↓↓↓

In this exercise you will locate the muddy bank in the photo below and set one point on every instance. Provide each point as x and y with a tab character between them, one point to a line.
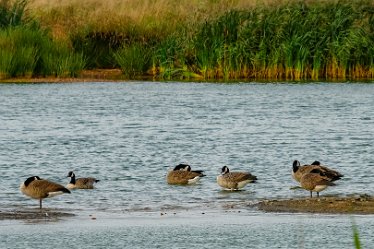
358	204
34	215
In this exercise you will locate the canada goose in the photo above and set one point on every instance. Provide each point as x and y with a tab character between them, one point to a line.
80	183
182	174
234	180
37	188
315	181
298	171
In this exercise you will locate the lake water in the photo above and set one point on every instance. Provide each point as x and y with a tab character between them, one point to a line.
130	134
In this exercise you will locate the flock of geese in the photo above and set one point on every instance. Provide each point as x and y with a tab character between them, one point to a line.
38	188
312	177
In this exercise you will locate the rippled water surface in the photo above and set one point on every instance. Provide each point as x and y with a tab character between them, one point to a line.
129	135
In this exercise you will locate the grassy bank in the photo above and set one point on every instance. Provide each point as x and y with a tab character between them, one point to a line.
218	39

↑↑↑

### Stated exercise
Return the lines beginning at the one that contains "In this exercise you will locate the canada" and continuing through the last line of the data, exactly as they stand and without any others.

### Result of the exercise
In this exercise you will locate the canada goose in the photo above and set one point on every instance. Provide each point as x and y with a tab character between them, one point to a line.
80	183
182	174
234	180
37	188
315	181
298	171
In this exercise you will locate the lake water in the photo above and set one point on every instance. Provide each point as x and y with a tab character between them, one point to a line.
130	134
In this exercise you will locate the flock of geese in the photo above and set one point on every instance. Provide each point as x and y with a tab character between them, one point to a line.
38	188
312	177
In this exercise you will locate the rippled water surface in the photo above and set one point on every instance. Provide each point as x and y with a tab character between them, one point to a line.
129	135
In this exercise you will locate the grassy bank in the photo above and set one point on every instance. Provide each point as x and y with a tab character between them, one point to a line.
218	39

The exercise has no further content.